What is required>
Go through the entries below. Copy each line in which "blue" appears.

Study material>
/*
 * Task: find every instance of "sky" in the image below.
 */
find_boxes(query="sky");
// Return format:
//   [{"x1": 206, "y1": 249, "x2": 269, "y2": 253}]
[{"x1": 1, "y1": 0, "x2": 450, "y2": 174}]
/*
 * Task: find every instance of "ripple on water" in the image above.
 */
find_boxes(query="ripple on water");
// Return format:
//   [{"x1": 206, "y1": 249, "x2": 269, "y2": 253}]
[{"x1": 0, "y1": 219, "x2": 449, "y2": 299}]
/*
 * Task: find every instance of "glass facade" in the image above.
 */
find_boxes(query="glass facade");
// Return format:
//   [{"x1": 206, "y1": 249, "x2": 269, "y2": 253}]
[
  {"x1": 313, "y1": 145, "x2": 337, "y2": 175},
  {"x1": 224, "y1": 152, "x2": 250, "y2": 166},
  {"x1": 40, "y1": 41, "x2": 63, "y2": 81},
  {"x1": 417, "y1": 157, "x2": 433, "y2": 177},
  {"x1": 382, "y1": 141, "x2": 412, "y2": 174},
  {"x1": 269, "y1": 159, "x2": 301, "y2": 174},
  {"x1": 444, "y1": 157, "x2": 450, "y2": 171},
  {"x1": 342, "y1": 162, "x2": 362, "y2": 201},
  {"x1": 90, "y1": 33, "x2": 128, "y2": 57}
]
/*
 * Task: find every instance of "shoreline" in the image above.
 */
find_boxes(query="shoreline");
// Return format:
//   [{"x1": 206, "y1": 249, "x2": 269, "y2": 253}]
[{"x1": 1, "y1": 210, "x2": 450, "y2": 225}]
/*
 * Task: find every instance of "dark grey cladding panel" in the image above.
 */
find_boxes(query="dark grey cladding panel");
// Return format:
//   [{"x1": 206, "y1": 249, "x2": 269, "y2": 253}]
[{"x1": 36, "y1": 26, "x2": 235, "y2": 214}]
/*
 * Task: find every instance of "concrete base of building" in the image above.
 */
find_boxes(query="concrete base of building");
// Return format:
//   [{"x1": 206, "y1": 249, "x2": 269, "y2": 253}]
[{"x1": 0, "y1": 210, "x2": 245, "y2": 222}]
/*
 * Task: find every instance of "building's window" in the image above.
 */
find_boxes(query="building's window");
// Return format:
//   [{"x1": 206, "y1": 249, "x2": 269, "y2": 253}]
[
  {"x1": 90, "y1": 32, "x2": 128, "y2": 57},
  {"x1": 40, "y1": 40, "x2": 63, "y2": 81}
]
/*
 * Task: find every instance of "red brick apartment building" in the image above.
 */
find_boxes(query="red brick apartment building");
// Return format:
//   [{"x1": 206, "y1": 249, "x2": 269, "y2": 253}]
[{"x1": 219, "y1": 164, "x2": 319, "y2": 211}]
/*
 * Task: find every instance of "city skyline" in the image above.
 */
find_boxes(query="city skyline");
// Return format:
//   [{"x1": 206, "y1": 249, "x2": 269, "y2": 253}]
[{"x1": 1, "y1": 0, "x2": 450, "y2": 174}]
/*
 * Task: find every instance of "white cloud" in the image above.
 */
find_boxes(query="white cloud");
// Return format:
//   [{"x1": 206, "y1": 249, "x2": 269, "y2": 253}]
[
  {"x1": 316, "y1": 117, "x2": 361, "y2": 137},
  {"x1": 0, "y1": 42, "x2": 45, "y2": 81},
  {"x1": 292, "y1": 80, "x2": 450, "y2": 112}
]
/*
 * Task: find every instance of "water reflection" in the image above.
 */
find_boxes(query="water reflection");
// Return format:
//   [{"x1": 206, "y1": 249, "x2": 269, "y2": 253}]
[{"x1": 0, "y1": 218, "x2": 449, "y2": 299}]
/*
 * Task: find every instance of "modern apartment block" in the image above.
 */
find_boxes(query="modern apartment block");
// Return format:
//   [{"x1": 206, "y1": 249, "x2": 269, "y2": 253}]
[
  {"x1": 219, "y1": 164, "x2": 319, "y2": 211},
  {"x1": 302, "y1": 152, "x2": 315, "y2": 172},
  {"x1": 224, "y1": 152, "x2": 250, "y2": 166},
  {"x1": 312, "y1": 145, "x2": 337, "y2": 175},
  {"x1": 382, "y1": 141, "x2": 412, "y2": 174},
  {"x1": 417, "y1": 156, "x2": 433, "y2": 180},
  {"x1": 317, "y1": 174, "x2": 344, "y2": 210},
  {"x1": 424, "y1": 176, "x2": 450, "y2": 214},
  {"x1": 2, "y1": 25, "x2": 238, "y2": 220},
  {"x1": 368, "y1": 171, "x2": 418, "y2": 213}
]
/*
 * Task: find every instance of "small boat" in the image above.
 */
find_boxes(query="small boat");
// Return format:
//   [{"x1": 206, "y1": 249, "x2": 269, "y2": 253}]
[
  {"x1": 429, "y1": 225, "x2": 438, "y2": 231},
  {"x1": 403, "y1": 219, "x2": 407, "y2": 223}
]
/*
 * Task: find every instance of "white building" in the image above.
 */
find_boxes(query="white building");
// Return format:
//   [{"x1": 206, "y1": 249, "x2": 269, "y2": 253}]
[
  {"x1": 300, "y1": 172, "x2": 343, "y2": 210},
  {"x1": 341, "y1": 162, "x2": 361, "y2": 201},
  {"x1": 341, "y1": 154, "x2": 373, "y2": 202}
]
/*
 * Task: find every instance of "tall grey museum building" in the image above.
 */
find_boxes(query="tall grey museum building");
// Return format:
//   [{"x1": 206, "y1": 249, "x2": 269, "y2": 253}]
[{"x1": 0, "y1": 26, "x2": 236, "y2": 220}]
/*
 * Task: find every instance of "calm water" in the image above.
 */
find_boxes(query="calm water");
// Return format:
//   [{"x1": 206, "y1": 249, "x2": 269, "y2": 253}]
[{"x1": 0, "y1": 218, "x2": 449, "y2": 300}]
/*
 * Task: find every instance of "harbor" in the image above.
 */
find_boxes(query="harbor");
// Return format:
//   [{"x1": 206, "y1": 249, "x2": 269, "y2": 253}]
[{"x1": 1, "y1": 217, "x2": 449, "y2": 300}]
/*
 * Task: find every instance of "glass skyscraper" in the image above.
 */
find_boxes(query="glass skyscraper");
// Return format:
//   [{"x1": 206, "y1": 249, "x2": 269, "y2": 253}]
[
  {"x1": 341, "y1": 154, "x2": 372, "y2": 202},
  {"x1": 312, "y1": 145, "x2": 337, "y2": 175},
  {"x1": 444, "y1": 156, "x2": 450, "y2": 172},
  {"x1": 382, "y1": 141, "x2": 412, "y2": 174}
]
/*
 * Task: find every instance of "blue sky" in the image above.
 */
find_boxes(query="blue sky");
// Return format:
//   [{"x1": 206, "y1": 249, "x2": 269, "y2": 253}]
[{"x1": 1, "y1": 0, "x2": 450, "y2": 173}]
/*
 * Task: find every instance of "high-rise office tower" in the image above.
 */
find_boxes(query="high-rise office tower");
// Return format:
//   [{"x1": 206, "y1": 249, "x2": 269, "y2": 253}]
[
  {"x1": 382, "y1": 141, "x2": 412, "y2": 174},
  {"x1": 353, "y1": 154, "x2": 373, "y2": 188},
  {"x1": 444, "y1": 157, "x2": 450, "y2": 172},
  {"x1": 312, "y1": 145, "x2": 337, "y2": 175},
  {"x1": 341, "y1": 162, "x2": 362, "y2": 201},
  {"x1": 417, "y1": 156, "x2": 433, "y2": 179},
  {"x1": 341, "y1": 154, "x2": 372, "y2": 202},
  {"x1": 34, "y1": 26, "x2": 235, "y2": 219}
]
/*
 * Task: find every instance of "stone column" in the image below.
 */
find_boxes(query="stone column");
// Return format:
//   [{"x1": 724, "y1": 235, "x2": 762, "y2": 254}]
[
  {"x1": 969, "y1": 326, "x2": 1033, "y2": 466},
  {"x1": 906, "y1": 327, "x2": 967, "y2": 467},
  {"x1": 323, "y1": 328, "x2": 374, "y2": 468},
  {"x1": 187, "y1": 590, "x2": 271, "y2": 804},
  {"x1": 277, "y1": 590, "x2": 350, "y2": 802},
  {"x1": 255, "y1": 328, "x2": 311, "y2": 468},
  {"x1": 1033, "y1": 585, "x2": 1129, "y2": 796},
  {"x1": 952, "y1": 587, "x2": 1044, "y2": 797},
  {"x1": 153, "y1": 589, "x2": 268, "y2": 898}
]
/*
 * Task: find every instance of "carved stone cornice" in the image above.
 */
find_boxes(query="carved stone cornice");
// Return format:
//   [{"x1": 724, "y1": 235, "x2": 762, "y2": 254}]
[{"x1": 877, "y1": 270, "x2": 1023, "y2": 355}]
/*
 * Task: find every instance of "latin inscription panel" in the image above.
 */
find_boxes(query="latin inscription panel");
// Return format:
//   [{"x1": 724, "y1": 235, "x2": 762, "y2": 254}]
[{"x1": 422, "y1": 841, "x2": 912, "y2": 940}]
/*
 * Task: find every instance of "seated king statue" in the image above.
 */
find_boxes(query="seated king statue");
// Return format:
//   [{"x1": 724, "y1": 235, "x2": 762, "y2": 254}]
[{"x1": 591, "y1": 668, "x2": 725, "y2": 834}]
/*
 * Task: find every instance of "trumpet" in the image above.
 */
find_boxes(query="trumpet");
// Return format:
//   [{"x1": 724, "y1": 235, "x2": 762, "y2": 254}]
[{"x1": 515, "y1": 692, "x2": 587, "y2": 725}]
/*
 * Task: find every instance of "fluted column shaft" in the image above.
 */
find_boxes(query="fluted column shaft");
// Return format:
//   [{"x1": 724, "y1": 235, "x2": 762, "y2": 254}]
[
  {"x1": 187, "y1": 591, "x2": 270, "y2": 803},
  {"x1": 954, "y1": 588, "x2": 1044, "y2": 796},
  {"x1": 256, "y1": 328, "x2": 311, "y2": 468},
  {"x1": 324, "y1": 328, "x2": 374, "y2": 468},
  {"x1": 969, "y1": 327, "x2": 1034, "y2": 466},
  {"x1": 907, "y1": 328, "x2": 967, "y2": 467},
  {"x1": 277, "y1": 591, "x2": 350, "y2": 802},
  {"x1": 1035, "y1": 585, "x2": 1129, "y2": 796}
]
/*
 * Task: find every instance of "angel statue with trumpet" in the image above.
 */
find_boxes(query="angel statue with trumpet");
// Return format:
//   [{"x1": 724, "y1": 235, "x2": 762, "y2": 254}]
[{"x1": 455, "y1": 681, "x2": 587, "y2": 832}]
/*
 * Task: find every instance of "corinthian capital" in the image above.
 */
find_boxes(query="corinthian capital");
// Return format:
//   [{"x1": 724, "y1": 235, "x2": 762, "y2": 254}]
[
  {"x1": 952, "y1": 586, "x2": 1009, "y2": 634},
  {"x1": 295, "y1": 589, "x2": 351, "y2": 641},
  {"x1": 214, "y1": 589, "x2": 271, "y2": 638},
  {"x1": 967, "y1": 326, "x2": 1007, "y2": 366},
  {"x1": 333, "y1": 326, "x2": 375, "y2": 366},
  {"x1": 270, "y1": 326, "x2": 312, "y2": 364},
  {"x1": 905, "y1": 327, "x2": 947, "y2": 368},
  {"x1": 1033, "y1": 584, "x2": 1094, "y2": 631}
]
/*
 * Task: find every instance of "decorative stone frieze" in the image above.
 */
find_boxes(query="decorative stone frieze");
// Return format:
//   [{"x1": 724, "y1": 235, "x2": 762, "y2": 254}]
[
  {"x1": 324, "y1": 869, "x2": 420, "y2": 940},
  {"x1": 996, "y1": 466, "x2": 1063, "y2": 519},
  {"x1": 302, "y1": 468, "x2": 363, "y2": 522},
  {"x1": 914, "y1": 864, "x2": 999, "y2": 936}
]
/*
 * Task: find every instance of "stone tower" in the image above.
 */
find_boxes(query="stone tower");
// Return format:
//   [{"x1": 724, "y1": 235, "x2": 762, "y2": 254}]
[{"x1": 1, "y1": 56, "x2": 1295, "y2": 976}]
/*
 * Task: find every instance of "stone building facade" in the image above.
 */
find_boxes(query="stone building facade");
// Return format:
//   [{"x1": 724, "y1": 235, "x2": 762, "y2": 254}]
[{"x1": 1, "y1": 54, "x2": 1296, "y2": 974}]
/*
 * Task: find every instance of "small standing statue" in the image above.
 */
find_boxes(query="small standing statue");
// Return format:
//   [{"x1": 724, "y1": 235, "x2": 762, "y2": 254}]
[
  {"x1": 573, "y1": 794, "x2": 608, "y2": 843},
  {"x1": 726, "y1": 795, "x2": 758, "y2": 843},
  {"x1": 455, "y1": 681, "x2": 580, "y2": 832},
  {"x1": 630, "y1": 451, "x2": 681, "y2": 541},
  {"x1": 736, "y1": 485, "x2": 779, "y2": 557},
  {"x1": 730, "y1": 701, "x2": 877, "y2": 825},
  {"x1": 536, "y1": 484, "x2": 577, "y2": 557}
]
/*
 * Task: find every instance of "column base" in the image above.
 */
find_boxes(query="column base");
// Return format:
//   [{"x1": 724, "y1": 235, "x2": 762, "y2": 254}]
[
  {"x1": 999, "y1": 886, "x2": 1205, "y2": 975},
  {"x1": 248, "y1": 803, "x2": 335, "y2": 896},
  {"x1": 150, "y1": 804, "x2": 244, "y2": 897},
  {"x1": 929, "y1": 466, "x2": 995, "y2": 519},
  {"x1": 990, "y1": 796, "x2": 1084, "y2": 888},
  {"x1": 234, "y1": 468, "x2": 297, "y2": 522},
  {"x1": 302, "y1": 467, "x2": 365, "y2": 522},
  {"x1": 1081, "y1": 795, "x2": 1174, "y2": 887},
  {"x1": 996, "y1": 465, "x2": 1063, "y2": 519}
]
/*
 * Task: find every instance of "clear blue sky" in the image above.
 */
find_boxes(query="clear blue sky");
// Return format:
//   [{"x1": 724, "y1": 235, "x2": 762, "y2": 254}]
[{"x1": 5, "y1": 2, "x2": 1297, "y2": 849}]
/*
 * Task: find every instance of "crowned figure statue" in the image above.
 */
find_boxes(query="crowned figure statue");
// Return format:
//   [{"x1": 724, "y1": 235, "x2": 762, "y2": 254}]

Solved exercise>
 * Task: find every instance of "blue sky" in the image above.
find_boxes(query="blue sky");
 * Task: find every instance of "clear blue sky" in the image above.
find_boxes(query="clear blue sky");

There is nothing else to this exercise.